WORK INSTRUCTIONS
Could you print only the lines from the one containing "the lantern bracket" through the end of the listing below, unchanged?

RECORD SET
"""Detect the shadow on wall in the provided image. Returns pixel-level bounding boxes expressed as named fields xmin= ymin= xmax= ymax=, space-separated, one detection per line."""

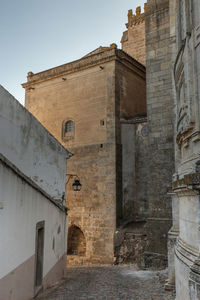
xmin=67 ymin=225 xmax=86 ymax=256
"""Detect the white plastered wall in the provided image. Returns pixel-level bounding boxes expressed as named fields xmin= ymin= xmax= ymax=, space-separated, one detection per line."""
xmin=0 ymin=85 xmax=69 ymax=198
xmin=0 ymin=159 xmax=67 ymax=280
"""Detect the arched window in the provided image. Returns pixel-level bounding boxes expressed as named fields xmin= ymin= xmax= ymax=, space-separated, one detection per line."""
xmin=62 ymin=119 xmax=74 ymax=141
xmin=67 ymin=225 xmax=86 ymax=256
xmin=65 ymin=120 xmax=74 ymax=133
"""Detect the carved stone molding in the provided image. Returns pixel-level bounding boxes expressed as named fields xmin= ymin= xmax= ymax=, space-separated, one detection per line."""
xmin=175 ymin=237 xmax=199 ymax=267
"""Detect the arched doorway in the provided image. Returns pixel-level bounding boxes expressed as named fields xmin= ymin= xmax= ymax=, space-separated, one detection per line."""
xmin=67 ymin=225 xmax=86 ymax=256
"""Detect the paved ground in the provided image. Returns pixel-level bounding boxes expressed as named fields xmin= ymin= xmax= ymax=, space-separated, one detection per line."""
xmin=37 ymin=266 xmax=175 ymax=300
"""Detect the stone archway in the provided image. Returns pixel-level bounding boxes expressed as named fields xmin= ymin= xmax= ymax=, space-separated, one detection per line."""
xmin=67 ymin=225 xmax=86 ymax=256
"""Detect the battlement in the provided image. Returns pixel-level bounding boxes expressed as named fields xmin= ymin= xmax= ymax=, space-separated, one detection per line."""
xmin=126 ymin=3 xmax=147 ymax=28
xmin=121 ymin=3 xmax=146 ymax=65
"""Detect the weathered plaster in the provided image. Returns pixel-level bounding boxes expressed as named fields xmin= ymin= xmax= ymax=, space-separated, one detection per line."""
xmin=0 ymin=85 xmax=70 ymax=199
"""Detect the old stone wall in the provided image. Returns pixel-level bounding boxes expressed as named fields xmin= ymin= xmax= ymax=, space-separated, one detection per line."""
xmin=116 ymin=59 xmax=146 ymax=119
xmin=24 ymin=52 xmax=117 ymax=264
xmin=115 ymin=118 xmax=149 ymax=266
xmin=120 ymin=119 xmax=148 ymax=220
xmin=145 ymin=0 xmax=174 ymax=267
xmin=119 ymin=1 xmax=175 ymax=268
xmin=25 ymin=64 xmax=110 ymax=148
xmin=66 ymin=143 xmax=116 ymax=264
xmin=121 ymin=5 xmax=146 ymax=66
xmin=23 ymin=47 xmax=146 ymax=265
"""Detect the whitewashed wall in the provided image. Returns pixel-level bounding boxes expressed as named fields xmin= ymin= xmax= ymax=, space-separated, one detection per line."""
xmin=0 ymin=157 xmax=67 ymax=291
xmin=0 ymin=85 xmax=69 ymax=299
xmin=0 ymin=85 xmax=70 ymax=198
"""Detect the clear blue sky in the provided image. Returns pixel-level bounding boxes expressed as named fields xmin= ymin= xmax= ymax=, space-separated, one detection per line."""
xmin=0 ymin=0 xmax=145 ymax=105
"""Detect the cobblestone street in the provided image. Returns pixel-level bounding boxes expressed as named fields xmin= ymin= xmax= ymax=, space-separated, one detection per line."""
xmin=37 ymin=266 xmax=175 ymax=300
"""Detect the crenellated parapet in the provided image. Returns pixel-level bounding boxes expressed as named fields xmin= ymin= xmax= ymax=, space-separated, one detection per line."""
xmin=126 ymin=4 xmax=147 ymax=28
xmin=121 ymin=3 xmax=147 ymax=65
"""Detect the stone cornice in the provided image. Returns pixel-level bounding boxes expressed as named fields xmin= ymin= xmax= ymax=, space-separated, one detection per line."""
xmin=22 ymin=49 xmax=145 ymax=88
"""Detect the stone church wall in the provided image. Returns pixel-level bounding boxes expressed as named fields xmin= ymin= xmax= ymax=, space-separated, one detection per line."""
xmin=23 ymin=48 xmax=146 ymax=265
xmin=120 ymin=119 xmax=148 ymax=220
xmin=144 ymin=0 xmax=174 ymax=266
xmin=24 ymin=55 xmax=117 ymax=264
xmin=66 ymin=143 xmax=116 ymax=264
xmin=115 ymin=118 xmax=149 ymax=265
xmin=119 ymin=0 xmax=176 ymax=268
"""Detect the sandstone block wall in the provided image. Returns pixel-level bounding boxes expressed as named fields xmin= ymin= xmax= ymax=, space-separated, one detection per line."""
xmin=25 ymin=65 xmax=110 ymax=148
xmin=23 ymin=47 xmax=146 ymax=265
xmin=67 ymin=143 xmax=116 ymax=264
xmin=24 ymin=54 xmax=117 ymax=264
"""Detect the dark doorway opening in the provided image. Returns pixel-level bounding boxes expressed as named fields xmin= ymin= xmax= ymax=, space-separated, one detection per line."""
xmin=34 ymin=221 xmax=45 ymax=296
xmin=67 ymin=225 xmax=86 ymax=256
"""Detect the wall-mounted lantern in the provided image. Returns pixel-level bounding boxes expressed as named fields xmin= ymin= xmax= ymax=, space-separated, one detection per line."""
xmin=72 ymin=179 xmax=82 ymax=191
xmin=66 ymin=174 xmax=82 ymax=192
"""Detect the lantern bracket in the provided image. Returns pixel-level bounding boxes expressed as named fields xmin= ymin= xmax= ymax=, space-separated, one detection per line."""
xmin=66 ymin=174 xmax=82 ymax=191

EXPECTED OUTPUT
"""Detect the lantern bracket in the provided image. Returns pixel-level bounding boxes expressed as named fields xmin= ymin= xmax= ymax=, space-separated, one detection per line."""
xmin=66 ymin=174 xmax=82 ymax=191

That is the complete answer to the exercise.